### Goal of the exercise
The data below needs to be returned exactly, line for line.

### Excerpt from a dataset
__________

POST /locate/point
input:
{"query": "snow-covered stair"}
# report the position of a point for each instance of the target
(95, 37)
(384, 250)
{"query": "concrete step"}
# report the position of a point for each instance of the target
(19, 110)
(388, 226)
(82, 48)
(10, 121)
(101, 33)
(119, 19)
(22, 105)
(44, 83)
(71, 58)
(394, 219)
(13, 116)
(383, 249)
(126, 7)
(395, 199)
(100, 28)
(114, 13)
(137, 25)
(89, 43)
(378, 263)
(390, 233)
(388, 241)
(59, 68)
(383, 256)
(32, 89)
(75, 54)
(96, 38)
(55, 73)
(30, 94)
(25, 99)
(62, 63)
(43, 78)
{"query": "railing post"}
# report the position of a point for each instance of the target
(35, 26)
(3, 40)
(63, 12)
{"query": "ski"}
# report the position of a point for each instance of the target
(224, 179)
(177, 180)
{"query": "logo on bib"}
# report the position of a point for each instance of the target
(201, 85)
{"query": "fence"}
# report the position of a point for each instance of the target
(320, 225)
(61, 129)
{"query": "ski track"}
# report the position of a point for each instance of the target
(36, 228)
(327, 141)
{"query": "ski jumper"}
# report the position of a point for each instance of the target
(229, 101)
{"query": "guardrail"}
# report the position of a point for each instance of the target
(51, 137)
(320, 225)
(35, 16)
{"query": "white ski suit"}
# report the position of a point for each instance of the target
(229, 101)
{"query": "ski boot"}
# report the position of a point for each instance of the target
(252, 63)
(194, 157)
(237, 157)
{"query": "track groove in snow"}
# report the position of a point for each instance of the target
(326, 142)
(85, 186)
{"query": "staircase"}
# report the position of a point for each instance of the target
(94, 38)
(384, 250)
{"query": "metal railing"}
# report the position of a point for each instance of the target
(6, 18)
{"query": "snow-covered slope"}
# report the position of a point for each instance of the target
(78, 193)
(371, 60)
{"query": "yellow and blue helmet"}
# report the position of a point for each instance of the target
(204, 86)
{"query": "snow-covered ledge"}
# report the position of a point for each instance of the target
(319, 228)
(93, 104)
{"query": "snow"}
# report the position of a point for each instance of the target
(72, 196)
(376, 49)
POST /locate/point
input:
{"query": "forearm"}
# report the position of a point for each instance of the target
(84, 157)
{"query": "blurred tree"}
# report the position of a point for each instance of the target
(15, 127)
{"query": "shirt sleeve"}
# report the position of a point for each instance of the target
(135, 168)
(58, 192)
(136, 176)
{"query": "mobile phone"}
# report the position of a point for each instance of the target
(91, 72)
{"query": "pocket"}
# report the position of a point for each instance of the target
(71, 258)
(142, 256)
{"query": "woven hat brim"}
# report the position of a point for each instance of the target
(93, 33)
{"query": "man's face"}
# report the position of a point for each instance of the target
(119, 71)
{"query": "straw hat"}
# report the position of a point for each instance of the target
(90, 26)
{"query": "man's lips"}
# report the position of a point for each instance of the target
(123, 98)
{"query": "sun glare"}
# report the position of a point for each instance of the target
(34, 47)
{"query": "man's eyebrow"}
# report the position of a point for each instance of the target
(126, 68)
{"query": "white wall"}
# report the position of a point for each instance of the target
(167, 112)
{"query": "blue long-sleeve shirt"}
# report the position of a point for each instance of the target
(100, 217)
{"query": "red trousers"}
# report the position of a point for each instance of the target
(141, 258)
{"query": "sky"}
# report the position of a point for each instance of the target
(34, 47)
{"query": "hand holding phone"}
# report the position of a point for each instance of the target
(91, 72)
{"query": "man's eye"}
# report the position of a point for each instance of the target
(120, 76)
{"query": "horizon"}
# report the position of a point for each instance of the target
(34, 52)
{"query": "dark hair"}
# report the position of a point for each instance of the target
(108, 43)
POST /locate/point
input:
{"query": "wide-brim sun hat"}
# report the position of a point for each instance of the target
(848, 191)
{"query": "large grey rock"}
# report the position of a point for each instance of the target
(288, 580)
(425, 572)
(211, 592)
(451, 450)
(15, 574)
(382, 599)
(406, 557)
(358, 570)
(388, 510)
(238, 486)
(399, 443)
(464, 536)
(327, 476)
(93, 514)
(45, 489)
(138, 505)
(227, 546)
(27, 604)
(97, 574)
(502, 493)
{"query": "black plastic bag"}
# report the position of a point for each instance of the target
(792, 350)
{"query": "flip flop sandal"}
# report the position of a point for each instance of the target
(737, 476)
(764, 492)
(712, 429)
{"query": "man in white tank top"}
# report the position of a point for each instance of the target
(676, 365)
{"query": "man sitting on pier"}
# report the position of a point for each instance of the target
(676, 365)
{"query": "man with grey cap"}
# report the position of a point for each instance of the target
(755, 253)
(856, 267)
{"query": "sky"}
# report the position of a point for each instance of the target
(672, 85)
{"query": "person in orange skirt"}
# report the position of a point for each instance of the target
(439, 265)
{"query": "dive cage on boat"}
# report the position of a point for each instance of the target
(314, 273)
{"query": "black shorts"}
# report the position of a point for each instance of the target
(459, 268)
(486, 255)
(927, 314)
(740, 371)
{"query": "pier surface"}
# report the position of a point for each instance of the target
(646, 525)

__________

### Output below
POST /locate/point
input:
{"query": "snow-covered stair"}
# report the position of a point for each instance of the target
(95, 37)
(384, 250)
{"query": "concrete step"}
# report the position of a point for each instance of the target
(19, 110)
(388, 226)
(82, 48)
(10, 121)
(101, 33)
(119, 19)
(22, 105)
(44, 83)
(71, 58)
(394, 219)
(13, 116)
(383, 249)
(126, 7)
(395, 199)
(100, 28)
(114, 13)
(137, 25)
(89, 43)
(378, 263)
(390, 233)
(388, 241)
(59, 68)
(383, 256)
(32, 89)
(75, 54)
(96, 38)
(55, 73)
(30, 94)
(25, 99)
(62, 63)
(43, 78)
{"query": "railing post"}
# report the position of a point for each instance of the target
(35, 26)
(3, 40)
(63, 12)
{"query": "ski"}
# report the position of a point for each instance of the target
(224, 179)
(177, 180)
{"query": "logo on bib"}
# report the position of a point for each instance of the target
(201, 85)
{"query": "fence"}
# report the position of a point for each instance of the target
(320, 225)
(61, 129)
{"query": "ski track"}
# report the position of a point for each instance of the target
(36, 228)
(327, 141)
{"query": "ski jumper"}
# report the position of a point for each instance of the target
(229, 101)
{"query": "guardrail"}
# report the position of a point for each instance of the target
(51, 137)
(320, 225)
(35, 16)
{"query": "white ski suit"}
# report the position of a point for each instance of the target
(229, 101)
{"query": "ski boot"}
# report the position of a point for each instance of the target
(252, 63)
(194, 157)
(237, 157)
{"query": "track groove in snow"}
# report the position of a point for each instance of the target
(326, 142)
(85, 186)
{"query": "staircase"}
# report the position of a point for each instance of the target
(94, 38)
(384, 250)
{"query": "metal railing"}
# report the position of a point for each instance of the target
(6, 18)
{"query": "snow-covered slope"}
# report the position of a point for each instance of the target
(78, 193)
(371, 60)
{"query": "yellow and blue helmet"}
# report the position of a point for each instance of the target
(204, 86)
{"query": "snow-covered ledge"}
# report the position of a point for each instance of the target
(319, 228)
(93, 104)
{"query": "snow"}
# report the position of a point for each instance of the target
(72, 196)
(376, 49)
POST /locate/point
input:
{"query": "forearm"}
# report the position of a point for each instance of the target
(84, 157)
{"query": "blurred tree"}
# report the position of a point for each instance of the target
(15, 127)
{"query": "shirt sleeve"}
# report the position of a point for each instance of the target
(135, 168)
(58, 192)
(136, 176)
{"query": "mobile phone"}
# report the position of a point for each instance of the target
(91, 72)
{"query": "pocket"}
# report the position of a point for each instance of the target
(71, 258)
(142, 256)
{"query": "woven hat brim"}
# report the position of a point for each instance of the target
(93, 33)
{"query": "man's face"}
# report the position of a point for each instance of the target
(119, 71)
{"query": "straw hat"}
# report the position of a point for each instance of the target
(90, 26)
{"query": "man's lips"}
# report the position of a point for each instance of the target
(123, 98)
{"query": "sun glare"}
# report the position of a point for each instance of the target
(34, 47)
{"query": "man's eyebrow"}
# report the position of a point for each instance of the target
(126, 68)
{"query": "white wall"}
# report the position of a point for each instance of the target
(167, 112)
{"query": "blue long-sleeve shirt"}
# report the position of a point for each instance of the target
(100, 217)
{"query": "red trousers"}
# report the position of a point for each instance of the target
(141, 258)
{"query": "sky"}
# report the position of a point for each instance of the target
(34, 47)
{"query": "hand holding phone"}
# report the position of a point for each instance of the target
(91, 72)
{"query": "man's eye"}
# report the position of a point for each instance of the target
(120, 76)
{"query": "horizon"}
# report the position of a point for each instance of the target
(34, 52)
{"query": "dark hair"}
# report the position of a point for each instance of the target
(108, 43)
POST /locate/point
input:
{"query": "wide-brim sun hat"}
# report the position of a point for each instance of the target
(848, 191)
{"query": "large grey rock"}
# report the position of a point for each instance of the target
(288, 580)
(425, 572)
(211, 592)
(451, 450)
(15, 574)
(382, 599)
(406, 557)
(358, 570)
(388, 510)
(238, 486)
(399, 443)
(464, 536)
(327, 476)
(93, 514)
(45, 489)
(138, 505)
(227, 546)
(27, 604)
(97, 574)
(502, 493)
{"query": "black plastic bag"}
# report the position of a point for each instance of the target
(792, 350)
{"query": "flip flop sandal"}
# report the position of a point for each instance of the target
(737, 476)
(764, 492)
(712, 429)
{"query": "man in white tank top"}
# report the position of a point for each instance of the target
(676, 365)
{"query": "man sitting on pier"}
# report the position of a point for each instance of the target
(676, 365)
{"query": "man with grey cap"}
# report the position of a point for each instance of the target
(755, 253)
(856, 267)
{"query": "sky"}
# report the position of a point for each instance of the target
(672, 85)
{"query": "person in orange skirt"}
# report the position of a point for each instance of the target
(439, 265)
{"query": "dive cage on boat"}
# report the position of a point for each instance of the target
(314, 273)
{"query": "black shorts"}
# report the position of a point for each instance of the target
(459, 268)
(486, 255)
(927, 314)
(740, 371)
{"query": "pier surface"}
# report the position of a point for each instance of the target
(646, 525)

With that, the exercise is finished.